▶ _Working data_
** START **
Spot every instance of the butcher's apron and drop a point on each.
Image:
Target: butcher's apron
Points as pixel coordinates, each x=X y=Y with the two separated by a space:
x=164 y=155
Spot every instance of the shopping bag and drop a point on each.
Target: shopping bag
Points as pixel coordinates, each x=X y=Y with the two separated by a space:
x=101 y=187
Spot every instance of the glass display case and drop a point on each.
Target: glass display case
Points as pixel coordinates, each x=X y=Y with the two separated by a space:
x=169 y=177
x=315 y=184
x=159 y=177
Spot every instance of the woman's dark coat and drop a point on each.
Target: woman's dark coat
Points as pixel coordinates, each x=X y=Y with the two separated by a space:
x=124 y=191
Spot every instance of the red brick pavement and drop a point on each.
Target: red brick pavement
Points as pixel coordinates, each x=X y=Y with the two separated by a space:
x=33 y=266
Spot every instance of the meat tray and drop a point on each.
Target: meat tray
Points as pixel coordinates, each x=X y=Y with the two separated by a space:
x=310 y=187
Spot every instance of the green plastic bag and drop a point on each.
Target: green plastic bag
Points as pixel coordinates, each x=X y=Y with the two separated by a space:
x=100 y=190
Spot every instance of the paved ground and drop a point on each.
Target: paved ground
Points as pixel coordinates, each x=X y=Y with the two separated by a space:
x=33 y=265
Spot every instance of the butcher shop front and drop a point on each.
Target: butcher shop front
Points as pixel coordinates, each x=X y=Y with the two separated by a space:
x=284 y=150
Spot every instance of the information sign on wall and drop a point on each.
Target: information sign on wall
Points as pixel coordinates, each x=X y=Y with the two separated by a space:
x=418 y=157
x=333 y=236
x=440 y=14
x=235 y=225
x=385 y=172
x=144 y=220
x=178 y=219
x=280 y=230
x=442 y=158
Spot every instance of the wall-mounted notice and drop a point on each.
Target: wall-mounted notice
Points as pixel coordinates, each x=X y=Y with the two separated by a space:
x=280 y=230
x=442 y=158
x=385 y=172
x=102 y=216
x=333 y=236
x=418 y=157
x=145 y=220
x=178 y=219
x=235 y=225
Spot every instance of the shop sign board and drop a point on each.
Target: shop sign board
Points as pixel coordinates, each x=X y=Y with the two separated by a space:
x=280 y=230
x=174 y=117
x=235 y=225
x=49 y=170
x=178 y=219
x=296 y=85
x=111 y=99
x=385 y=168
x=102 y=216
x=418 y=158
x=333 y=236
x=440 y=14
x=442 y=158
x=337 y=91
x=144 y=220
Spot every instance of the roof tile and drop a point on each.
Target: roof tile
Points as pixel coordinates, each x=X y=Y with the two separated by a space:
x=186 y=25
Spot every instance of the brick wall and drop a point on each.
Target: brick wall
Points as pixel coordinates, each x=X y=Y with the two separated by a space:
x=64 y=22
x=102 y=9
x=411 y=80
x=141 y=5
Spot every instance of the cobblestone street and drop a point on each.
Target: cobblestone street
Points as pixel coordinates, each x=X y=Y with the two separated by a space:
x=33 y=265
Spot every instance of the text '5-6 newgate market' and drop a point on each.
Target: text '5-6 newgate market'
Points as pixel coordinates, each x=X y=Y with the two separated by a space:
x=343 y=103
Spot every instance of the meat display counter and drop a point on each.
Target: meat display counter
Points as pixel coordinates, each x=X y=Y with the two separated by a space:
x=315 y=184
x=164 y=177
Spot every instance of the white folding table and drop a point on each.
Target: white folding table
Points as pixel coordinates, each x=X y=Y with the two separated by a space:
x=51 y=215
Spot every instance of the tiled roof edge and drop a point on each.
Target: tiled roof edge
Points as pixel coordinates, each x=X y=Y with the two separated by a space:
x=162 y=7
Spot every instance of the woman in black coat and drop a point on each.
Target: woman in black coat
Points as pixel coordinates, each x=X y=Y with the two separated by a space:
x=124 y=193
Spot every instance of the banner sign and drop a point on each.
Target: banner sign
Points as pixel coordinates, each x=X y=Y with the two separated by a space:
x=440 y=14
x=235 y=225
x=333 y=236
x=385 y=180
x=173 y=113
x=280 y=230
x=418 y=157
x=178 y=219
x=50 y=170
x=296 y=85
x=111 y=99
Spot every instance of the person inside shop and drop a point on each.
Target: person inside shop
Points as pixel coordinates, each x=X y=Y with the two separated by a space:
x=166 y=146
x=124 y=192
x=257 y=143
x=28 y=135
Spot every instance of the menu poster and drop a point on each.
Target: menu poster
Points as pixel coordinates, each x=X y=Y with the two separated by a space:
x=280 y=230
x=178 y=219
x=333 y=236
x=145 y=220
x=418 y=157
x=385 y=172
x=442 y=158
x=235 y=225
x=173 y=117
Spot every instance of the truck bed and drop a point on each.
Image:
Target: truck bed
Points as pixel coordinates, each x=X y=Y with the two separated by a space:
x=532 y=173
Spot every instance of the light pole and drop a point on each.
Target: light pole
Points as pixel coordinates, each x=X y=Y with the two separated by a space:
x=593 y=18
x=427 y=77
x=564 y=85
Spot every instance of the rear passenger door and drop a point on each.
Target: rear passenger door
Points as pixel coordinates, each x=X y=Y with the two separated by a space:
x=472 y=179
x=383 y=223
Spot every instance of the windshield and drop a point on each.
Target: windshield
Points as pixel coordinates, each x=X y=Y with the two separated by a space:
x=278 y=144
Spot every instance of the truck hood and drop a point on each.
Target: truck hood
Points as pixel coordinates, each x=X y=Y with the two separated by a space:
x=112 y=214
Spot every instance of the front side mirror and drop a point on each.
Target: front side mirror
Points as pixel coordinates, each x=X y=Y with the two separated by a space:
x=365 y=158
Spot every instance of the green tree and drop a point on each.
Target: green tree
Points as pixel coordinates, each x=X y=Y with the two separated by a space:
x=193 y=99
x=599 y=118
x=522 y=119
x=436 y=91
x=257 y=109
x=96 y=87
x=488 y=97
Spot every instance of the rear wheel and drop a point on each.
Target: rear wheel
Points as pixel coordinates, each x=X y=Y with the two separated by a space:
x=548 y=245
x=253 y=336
** END **
▶ _Problem description_
Copy out, without any change, everything from the line containing "Spot every instance of the cobblestone" down to the line containing "x=173 y=117", including both of those lines.

▶ _Output_
Spot every instance of the cobblestone street and drop a point on each.
Target: cobblestone street
Points as pixel coordinates, each x=X y=Y with the two separated by a space:
x=33 y=265
Spot every instance of the text '5-6 newgate market' and drop a point on each.
Target: text '5-6 newgate market'
Points as pixel coordinates, each x=X y=Y with the two separated by a space:
x=343 y=103
Spot every instance of the meat display counter and drop a point on each.
Target: meat display counter
Points as pixel coordinates, each x=X y=Y with the two separated by a space:
x=315 y=184
x=164 y=177
Spot every instance of the white folding table and drop a point on each.
Target: white folding table
Points as pixel coordinates, each x=X y=Y with the two separated by a space:
x=51 y=215
Spot every instance of the tiled roof edge and drop a point on each.
Target: tiled roof edge
Points as pixel coordinates, each x=X y=Y with the two separated by a space:
x=162 y=7
Spot every instance of the woman in black coat and drop a point on each.
Target: woman in black coat
Points as pixel coordinates, each x=X y=Y with the two separated by a space:
x=124 y=193
Spot every instance of the banner sign and drop a point on each.
Target: banner sign
Points as pixel coordinates, each x=X y=Y with the two separated by a space:
x=440 y=14
x=235 y=225
x=333 y=236
x=385 y=180
x=173 y=113
x=280 y=230
x=418 y=157
x=178 y=219
x=50 y=170
x=296 y=85
x=111 y=99
Spot every instance of the person inside shop and drop a point on each.
Target: person inside shop
Points as pixel coordinates, each x=X y=Y with the two separated by a space:
x=166 y=146
x=124 y=192
x=257 y=143
x=28 y=135
Spot every instance of the menu poster and drop a point on each.
Target: menu poster
Points as pixel coordinates, each x=X y=Y with the two separated by a space:
x=280 y=230
x=178 y=219
x=333 y=236
x=145 y=220
x=418 y=157
x=385 y=172
x=442 y=158
x=235 y=225
x=173 y=117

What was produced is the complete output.